# WHAT IS BEING ASKED
Repeat the records below exactly as they appear, leaving out any pictures.

# INFORMATION

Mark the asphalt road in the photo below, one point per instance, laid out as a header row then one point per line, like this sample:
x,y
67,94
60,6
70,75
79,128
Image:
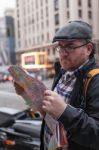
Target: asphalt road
x,y
9,98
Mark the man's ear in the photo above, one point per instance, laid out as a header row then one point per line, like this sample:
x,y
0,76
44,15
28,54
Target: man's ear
x,y
89,48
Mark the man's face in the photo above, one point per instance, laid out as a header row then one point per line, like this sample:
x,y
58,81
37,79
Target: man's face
x,y
70,57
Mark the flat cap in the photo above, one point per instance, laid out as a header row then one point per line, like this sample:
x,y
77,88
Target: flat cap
x,y
74,30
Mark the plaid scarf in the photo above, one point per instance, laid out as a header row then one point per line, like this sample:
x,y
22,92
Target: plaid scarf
x,y
65,85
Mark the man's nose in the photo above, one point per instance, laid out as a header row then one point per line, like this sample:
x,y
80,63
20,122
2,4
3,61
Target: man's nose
x,y
62,53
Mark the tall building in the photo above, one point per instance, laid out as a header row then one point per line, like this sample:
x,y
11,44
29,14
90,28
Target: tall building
x,y
38,20
7,39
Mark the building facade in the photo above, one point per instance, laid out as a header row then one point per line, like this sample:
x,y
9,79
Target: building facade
x,y
7,39
37,21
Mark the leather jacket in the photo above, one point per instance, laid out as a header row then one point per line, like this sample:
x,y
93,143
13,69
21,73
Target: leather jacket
x,y
81,117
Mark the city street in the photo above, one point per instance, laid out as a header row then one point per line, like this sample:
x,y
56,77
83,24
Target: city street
x,y
8,97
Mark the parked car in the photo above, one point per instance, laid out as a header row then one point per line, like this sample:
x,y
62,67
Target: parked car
x,y
5,76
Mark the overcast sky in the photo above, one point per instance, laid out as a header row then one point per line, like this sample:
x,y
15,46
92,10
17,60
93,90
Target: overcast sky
x,y
6,4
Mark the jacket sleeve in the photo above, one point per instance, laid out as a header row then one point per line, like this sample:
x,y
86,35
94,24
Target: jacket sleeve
x,y
83,125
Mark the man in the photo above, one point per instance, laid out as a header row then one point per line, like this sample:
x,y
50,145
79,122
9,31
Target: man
x,y
66,103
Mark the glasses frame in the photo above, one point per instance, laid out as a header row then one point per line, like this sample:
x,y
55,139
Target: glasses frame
x,y
69,49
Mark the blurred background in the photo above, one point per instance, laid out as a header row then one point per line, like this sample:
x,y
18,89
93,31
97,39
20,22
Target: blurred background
x,y
27,28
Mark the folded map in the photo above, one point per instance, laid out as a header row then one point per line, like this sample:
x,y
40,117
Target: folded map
x,y
33,87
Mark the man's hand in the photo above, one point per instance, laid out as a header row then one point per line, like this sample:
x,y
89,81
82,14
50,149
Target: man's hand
x,y
19,90
53,103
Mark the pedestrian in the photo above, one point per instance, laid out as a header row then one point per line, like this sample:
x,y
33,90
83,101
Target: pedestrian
x,y
66,105
66,102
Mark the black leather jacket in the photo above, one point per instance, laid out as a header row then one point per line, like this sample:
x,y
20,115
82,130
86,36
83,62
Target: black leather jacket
x,y
81,117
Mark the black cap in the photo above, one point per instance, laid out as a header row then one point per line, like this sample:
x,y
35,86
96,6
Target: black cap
x,y
74,30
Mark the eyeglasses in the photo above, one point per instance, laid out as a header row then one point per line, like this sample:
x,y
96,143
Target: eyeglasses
x,y
68,49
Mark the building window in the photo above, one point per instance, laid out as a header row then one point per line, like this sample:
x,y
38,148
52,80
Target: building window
x,y
47,23
54,51
47,36
41,13
80,13
79,2
67,3
89,14
68,14
36,4
56,19
56,5
56,30
41,2
89,3
42,25
46,11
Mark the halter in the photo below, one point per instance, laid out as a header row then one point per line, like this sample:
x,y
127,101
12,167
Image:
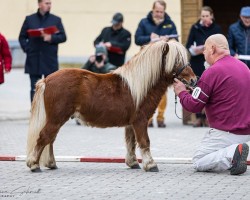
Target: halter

# WORKED SOLUTION
Mark the asphalt road in the photo below, one point per instance, laid out as a header row then one point per line, like this sample:
x,y
67,94
60,6
70,75
79,128
Image:
Target: asphalt road
x,y
9,98
Mark the man's ear in the photo above, one point per instance, laid out as a header row then one point per line, like this sample:
x,y
0,76
44,15
28,54
Target: man's ear
x,y
89,48
Mark the man's face in the photo above, one point per instance, laid out as a header row then one point per line, like this sample:
x,y
58,81
37,79
Target: man's face
x,y
70,57
Mark the flat cap in the photo above, one point per instance, laid out as a header row then one point per line, like this sample:
x,y
77,88
Target: flat cap
x,y
74,30
Mark the plaid scarf in the photo above, one point per instance, laid out as a header row then one point per line, like this sample:
x,y
22,92
Target: plaid scarf
x,y
65,85
Mark the man's nose in the photo above, one point per instance, laid out as a header row then one point per line, like this sample:
x,y
80,63
20,122
2,4
3,61
Target: man's nose
x,y
62,53
Mark the tall building in the photo above, one point per instance, laid out as a header row then one point per line, like this sample:
x,y
11,44
29,14
90,28
Target: tall building
x,y
38,20
7,39
Mark the building facade in the photo above, one point per instance, laid out as a header row then one point per line, like this sample:
x,y
9,79
Target: building facade
x,y
7,39
37,21
Mark the leather jacket in the photo above, one point per instance, laid out as a header row then one point per line, like this sample:
x,y
93,143
13,69
21,73
Target: leather jacket
x,y
81,117
Mark the city street in the photo above, one point per instance, laid out as a header row then one point per line, like this sample:
x,y
56,77
83,24
Target: city street
x,y
8,97
Mark the parked car in the photo above, one point per instance, laid out as a header row then one point per line, like this sample:
x,y
62,67
Target: parked car
x,y
5,76
Mark the overcast sky in the photo above, one point per instance, laid out as a header row then one point per line, like this sample:
x,y
15,46
92,10
17,60
93,90
Target: overcast sky
x,y
6,4
Mark the jacket sleeve in the photo above, one point per instance, laid out as a header row then one point per line, like this sample:
x,y
86,35
94,24
Target: jacket sleeve
x,y
83,125
Mark the man in the photo above, one point per instance, laid out as a header row then one point per line, like this sample:
x,y
50,145
79,122
9,31
Target: man
x,y
66,103
Mark the glasses frame in the photo above, one point per instance, laid out as a header row then one point per line, like this sample:
x,y
55,139
Target: glasses frame
x,y
69,49
Mark the blurred background in the photo above, one point per instance, laid out as a header row then one point per line, like this sample:
x,y
18,89
93,31
97,39
20,22
Target: blurred background
x,y
27,28
Mark the folded map in the photo above, one point per instance, laid out as a header row then one point per line, like this sample:
x,y
40,117
Target: folded map
x,y
33,87
Mark the man's hand in the photo above, one point per instance, laid out as a header row then one point per line, like this sample:
x,y
89,81
82,14
50,149
Target: man's hand
x,y
19,90
53,103
Mark the pedestrian in the photo above, one point per instance, laid out as a header row then one point per line, like this sample:
x,y
33,90
83,101
Target: pedestrian
x,y
66,105
66,102
Mark the black leather jacket in the photo above, one point per instance, laid out as a header row then one point per line, like this sample:
x,y
20,115
82,130
86,36
83,62
Target: black leather jacket
x,y
81,117
Mark the black cap in the photo above, one point per instance, laid out as a header row then one point per line, like this sample:
x,y
35,86
96,6
Target: black cap
x,y
74,30
Mark the eyeglasses in the photo above, one point per instance, laid out as a header row then one point per line, like this sample:
x,y
96,143
Target: eyeglasses
x,y
68,49
Mark the building window in the photo above, one point per instance, laid out as a header row then one point per line, like this sample:
x,y
38,148
52,80
Target: building window
x,y
47,23
54,51
47,36
41,13
80,13
79,2
67,3
89,14
68,14
36,4
56,19
56,5
56,30
41,2
89,3
42,25
46,11
Mark the halter in the photo below, one point per instance, laid out as a header row then one point per line, like this sample:
x,y
127,101
12,167
Image:
Target: halter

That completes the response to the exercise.